Essa é basicamente nossa proposta para a repressão da “Fraude Paternal” no campo do Direito Penal, não sendo admissível a atual situação de atipicidade que deixa sem proteção legal o homem gravemente lesado com essa espécie de conduta.

5 – FRAUDE PATERNAL E DIREITO CIVIL

Como já visto, também a situação do homem enganado na “Fraude de Paternidade” não é nem um pouco ideal na legislação comparada e no Direito Brasileiro no campo Civil.

Já foram expostas várias legislações e decisões judiciais altamente prejudiciais ao homem lesado no Direito estrangeiro, compondo-se um verdadeiro quadro de vitimização secundária inadmissível e obviamente injusta. Segundo Beristáin, a vitimização secundária “emana de respostas formais ou informais obtidas pela vítima”, cujo quadro de omissão e desprezo já exposto quanto à situação do homem diante da “Fraude Paternal” não deixa dúvidas sobre sua ocorrência patente.

Em regra se tem considerado que os alimentos pagos não admitem a repetição do indébito. Essa conclusão se encontra em consonância com uma das características do direito a alimentos, conforme expõe a doutrina, qual seja, a sua condição de “irrepetível ou irrestituível”. Essa irrepetibilidade dos alimentos se espraia pelos alimentos provisórios ou provisionais, gravídicos e definitivos. Gonçalves, trazendo à baila o escólio de Pontes de Miranda, chama a atenção para o fato de que os alimentos recebidos “não se restituem”, mesmo quando o “alimentário” venha a perder a ação na mesma instância ou em grau recursal. Não obstante, o mesmo autor, com razoabilidade, procura obtemperar a irrepetibilidade, impondo-lhe o limite do “dolo” na obtenção dos alimentos, o que se coaduna perfeitamente com o caso da “Fraude Paternal”. Nesses casos é preciso deixar bem estabelecido que os alimentos são sim passíveis de repetição do indébito. Diante dessas situações onde a má – fé é evidente não é possível emprestar caráter absoluto à irrepetibilidade, sob pena de ensejar enriquecimento ilícito e prejudicar o homem enganado por uma interpretação eivada de “insuficiência protetiva” no campo civil.

Evangelista registra “a posição majoritária sobre a impossibilidade de repetição de pensões alimentícias”, mas adverte para a necessidade de ponderação, sustentado no paradigma de Miguel Reale, quanto à “eticidade” em sua vertente da “boa – fé objetiva”. E o autor apresenta exatamente o exemplo da “Fraude Paternal” como um caso que excepciona a irrepetibilidade do indébito nos alimentos, ensejando a aplicação dos artigos 186 e 187 c/c 927, CC:

Ousamos criar situações casuísticas, o que é arriscado em se tratando de Direito de Família, visto que a regra continua a ser a irrepetibilidade de alimentos. Na situação em que, por exemplo, o alimentado (5 dias de vida), por seu representante (ascendente – genitora), move ação de alimentos em face de pessoa a qual o representante legal sabe não ser o ascendente genético há evidente má-fé, o que gera danos patrimoniais ao eventual alimentante com o deferimento dos alimentos provisórios.
********************
QUESTÃO 1:
Responda com base no texto sobre a fraude paternal:
(a) Segundo Beristáin, de onde emana a vitimização secundária?
(b) A quais tipos de alimentos se estende a irrepetibilidade?
(c) Quais artigos do CC o exemplo de Evangelista faz aplicar?
QUESTÃO 2: Atualize o trecho do texto sobre a fraude paternal que vai de "5 – FRAUDE PATERNAL" até "Brasileiro no campo Civil.", inclusive, trocando "Direito Brasileiro" por "Direito nacional".
QUESTÃO 3: Escreva a continuação do texto sobre a fraude paternal a partir da última frase apresentada.
As entradas não têm papel nenhum aqui.

LISTA DE DADOS:
********************
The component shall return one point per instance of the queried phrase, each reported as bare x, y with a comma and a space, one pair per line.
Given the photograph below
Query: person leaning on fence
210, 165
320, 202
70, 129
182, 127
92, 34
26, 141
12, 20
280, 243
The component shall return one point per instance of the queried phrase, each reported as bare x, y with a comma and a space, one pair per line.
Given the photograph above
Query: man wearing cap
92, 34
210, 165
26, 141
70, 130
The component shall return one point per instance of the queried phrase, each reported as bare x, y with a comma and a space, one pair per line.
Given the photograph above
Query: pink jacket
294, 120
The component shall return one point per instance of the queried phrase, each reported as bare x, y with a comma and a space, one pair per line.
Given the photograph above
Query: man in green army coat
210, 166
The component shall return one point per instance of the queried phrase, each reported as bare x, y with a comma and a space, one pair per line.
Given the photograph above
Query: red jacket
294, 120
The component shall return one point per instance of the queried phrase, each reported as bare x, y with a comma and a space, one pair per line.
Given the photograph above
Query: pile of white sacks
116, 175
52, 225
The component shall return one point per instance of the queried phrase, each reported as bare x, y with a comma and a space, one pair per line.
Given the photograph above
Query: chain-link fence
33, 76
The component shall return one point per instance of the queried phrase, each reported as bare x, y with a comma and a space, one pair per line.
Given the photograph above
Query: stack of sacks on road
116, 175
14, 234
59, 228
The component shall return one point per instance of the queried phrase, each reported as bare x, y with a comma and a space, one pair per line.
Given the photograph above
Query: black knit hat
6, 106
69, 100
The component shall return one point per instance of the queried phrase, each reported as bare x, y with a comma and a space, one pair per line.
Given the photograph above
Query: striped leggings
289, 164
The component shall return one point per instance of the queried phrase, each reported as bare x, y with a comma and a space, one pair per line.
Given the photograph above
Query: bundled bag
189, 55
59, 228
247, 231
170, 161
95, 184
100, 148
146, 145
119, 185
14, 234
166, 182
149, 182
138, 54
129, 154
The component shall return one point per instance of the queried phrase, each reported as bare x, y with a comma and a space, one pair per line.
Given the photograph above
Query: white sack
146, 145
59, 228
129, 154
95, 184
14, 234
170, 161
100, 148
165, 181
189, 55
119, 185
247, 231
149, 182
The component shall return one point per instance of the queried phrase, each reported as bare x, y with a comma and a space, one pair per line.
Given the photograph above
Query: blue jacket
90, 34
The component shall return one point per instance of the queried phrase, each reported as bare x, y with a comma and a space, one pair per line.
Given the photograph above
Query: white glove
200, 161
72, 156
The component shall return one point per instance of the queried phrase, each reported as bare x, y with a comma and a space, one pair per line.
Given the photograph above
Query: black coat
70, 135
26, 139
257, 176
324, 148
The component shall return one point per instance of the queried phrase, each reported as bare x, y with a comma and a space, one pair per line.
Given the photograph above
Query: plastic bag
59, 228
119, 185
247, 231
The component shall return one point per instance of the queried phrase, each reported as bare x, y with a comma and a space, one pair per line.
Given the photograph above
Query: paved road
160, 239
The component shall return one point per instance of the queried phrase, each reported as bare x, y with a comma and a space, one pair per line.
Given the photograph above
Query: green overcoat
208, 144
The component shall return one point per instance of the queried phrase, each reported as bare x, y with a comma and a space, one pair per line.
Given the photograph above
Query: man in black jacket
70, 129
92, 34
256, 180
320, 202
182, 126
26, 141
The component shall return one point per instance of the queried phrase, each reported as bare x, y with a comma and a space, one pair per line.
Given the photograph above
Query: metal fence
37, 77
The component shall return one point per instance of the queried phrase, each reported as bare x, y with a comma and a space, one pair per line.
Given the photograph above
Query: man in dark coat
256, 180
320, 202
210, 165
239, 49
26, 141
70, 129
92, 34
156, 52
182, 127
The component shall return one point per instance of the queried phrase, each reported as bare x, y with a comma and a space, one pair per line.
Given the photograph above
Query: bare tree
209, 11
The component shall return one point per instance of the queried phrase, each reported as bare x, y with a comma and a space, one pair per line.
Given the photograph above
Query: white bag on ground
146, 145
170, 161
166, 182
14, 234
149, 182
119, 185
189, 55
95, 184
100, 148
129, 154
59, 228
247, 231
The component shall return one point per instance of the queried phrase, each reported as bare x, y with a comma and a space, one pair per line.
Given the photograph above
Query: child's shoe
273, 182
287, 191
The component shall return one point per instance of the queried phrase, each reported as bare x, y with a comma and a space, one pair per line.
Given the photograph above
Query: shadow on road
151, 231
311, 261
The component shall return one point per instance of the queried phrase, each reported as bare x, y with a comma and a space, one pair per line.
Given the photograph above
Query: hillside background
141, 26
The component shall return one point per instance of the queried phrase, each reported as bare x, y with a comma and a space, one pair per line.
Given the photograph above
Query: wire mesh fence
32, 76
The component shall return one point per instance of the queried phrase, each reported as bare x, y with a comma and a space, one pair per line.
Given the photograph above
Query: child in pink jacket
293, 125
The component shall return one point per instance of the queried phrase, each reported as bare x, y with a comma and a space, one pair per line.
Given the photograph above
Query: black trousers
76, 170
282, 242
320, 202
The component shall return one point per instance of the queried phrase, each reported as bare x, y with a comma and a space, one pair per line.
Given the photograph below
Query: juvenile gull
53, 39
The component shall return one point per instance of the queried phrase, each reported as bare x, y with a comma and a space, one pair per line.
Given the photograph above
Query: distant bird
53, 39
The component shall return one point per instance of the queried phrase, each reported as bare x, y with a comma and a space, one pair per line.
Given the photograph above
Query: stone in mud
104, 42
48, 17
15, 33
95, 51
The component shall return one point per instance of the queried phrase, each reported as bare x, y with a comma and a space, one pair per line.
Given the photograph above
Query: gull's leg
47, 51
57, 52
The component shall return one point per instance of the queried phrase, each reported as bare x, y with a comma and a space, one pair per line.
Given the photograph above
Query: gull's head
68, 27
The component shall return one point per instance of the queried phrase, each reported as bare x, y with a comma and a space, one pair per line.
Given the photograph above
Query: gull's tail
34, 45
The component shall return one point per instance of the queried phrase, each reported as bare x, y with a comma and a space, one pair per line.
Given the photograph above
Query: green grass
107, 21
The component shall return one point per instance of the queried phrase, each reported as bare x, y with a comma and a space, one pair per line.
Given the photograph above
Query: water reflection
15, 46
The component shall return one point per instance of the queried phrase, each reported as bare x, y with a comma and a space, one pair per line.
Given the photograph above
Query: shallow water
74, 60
********************
RESPOSTA 1:
(a) De respostas formais ou informais obtidas pela vítima.
(b) Aos alimentos provisórios ou provisionais, gravídicos e definitivos.
(c) Os artigos 186 e 187 c/c 927.

RESPOSTA 2:
5 – FRAUDE PATERNAL E DIREITO CIVIL

Como já visto, também a situação do homem enganado na “Fraude de Paternidade” não é nem um pouco ideal na legislação comparada e no Direito nacional no campo Civil.

RESPOSTA 3:
Apesar de serem encontráveis em nossa doutrina, conforme exposto, uma visão que reconhece a vulnerabilidade masculina nas situações de “Fraude Paternal”, apresentando-a como caso de excepcionar a irrepetibilidade dos alimentos, fato é que prevalece o entendimento de que essa característica dos alimentos é absoluta, não cedendo mesmo diante de descarada má – fé. E isso mesmo considerando o fato de que a impossibilidade de repetir o indébito no caso de alimentos não é positivada explicitamente na legislação pátria, mas tão somente decorre de construção doutrinário – jurisprudencial. No Brasil não há correspondente ao artigo 2007, n. 2 do Código Civil português, o qual é expresso em determinar a inexistência, em caso algum, de possibilidade de restituição de alimentos provisórios recebidos. Essa construção teórica brasileira com fulcro na lacuna legal (pairando, portanto, no vazio em termos legislativos), a qual traz ingentes consequências práticas deletérias ao homem enganado, na verdade se sustenta em posições ideológicas e em alegações sentimentalistas acerca da subsistência do alimentando. Acontece que nem mesmo essa segunda motivação justifica a lesão irreparável ao homem enganado, pois, como já visto, os alimentos podem perfeitamente ser prestados pelo verdadeiro pai, inclusive a título provisório e /ou pelos ascendentes deste ou mesmo da mãe. Isso sem contar a obrigação da própria genitora em prover sua prole.

Exemplo desse posicionamento irredutível equivocado é o de Tartuce:

A irrepetibilidade dos alimentos é conceito antigo relacionado com a obrigação em questão, no sentido de que, sendo pagos, em hipótese alguma caberá a repetição do indébito (actio de in rem verso). (…). O fundamento dessa obrigação nos direitos da personalidade e na tutela do indivíduo pode ser utilizado como suporte para afastar eventual repetição de indébito.

Sendo dessa forma, a alegação de pagamento indevido ou enriquecimento sem causa não consegue vencer a obrigação alimentar, diante da tão costumeira proteção da dignidade humana relacionada com o instituto. Em suma, não são aplicáveis as regras previstas entre os arts. 884 a 886 do Código Civil que tratam da vedação do enriquecimento sem causa. Em outras palavras, a atribuição patrimonial relativa aos alimentos é sempre causal e justificada.

Em reforço, não se pode esquecer do caráter puramente satisfativo dos alimentos, que visam a manutenção da vida da pessoa humana. Sendo assim, é inviável a sua devolução, até porque os valores eventualmente reavidos podem estar relacionados com o mínimo existencial que a pessoa necessita para o período temporal subsequente.
Firmadas tais premissas, a título de exemplo, se proposta uma ação de investigação de paternidade cumulada com alimentos e fixados alimentos provisionais e depois ficando comprovado que o réu não é o pai da criança, não caberá a devolução dos valores pagos a título alimentar.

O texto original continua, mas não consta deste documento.